**What you have to do**
Print every entry below again. Nothing may differ from the original.

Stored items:
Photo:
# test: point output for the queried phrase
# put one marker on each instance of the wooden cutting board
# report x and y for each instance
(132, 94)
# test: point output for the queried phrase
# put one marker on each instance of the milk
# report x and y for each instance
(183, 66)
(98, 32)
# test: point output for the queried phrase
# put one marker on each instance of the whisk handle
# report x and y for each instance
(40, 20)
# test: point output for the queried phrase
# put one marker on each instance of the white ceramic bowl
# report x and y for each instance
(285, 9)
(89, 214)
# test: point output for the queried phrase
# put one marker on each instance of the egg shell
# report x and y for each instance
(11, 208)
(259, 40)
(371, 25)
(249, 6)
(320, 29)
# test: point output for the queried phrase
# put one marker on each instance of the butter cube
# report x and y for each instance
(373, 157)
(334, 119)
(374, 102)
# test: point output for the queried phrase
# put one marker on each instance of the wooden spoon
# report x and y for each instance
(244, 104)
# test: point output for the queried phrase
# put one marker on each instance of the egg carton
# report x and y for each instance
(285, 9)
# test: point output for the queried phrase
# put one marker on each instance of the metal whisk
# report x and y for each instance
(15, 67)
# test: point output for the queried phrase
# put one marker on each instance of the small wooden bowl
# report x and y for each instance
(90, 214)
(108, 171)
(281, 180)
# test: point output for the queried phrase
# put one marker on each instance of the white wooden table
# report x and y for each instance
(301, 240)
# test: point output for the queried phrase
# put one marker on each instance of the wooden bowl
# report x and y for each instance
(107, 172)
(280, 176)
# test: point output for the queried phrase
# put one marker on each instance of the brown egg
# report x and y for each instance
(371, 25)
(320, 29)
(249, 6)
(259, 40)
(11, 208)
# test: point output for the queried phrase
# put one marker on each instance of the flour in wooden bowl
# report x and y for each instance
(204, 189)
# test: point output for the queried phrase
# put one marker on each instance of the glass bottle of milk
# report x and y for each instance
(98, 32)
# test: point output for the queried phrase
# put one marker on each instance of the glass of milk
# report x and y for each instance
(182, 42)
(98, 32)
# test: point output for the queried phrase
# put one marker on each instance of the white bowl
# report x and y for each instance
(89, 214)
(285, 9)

**Output**
Photo:
# test: point output for the queried phrase
# put one marker on each instance of the wooden cutting board
# report x and y for each instance
(132, 94)
# test: point output for the queried phrase
# put one marker on each instance of the milk
# report x and y for each instance
(183, 66)
(98, 32)
# test: point output for the queried phrase
# put one marker on each instance of the whisk handle
# report x and y for each instance
(40, 20)
# test: point output for the queried phrase
# put one marker on each instance of the white ceramic bowl
# report x and y for each instance
(285, 9)
(89, 214)
# test: point output for the queried phrase
# put one marker on each instance of the egg shell
# report x and y for each instance
(11, 208)
(259, 40)
(371, 25)
(249, 6)
(320, 29)
# test: point output for the queried phrase
# put one marker on each instance of the butter cube
# report x and y for each instance
(373, 157)
(334, 119)
(374, 102)
# test: point output for the queried phrase
# put one marker on each instance of the wooden spoon
# report x and y for each instance
(244, 104)
# test: point output for the queried phrase
# put one marker on each instance of the egg carton
# report x and y for each instance
(285, 9)
# test: point output for the queried phrase
# put one marker on each instance of the metal whisk
# report x and y for each instance
(15, 67)
# test: point output for the queried phrase
# put one marker on each instance of the small wooden bowl
# report x and y for each instance
(90, 214)
(108, 171)
(281, 180)
# test: point output for the queried phrase
# put one marker on each instance of the white wooden table
# report x and y for each instance
(301, 240)
# test: point output for the queried phrase
# put one marker on each instance of the wooden bowl
# report x and y for each instance
(107, 172)
(280, 176)
# test: point output for the queried phrase
# put one marker on each instance of the brown egg
# report x and y for each instance
(371, 25)
(320, 29)
(249, 6)
(259, 40)
(11, 208)
# test: point output for the queried phrase
# put one marker on each instance of the flour in wooden bowl
# report x and y for each instance
(204, 189)
# test: point output for the queried phrase
# put one marker on each instance of the glass bottle of milk
# report x and y for each instance
(98, 32)
# test: point output for the queried phrase
# put one marker on each instance of the glass of milk
# report x and y for each instance
(182, 42)
(98, 32)
# test: point output for the queried phrase
# put one marker on each instance of the white bowl
# report x and y for each instance
(89, 214)
(285, 9)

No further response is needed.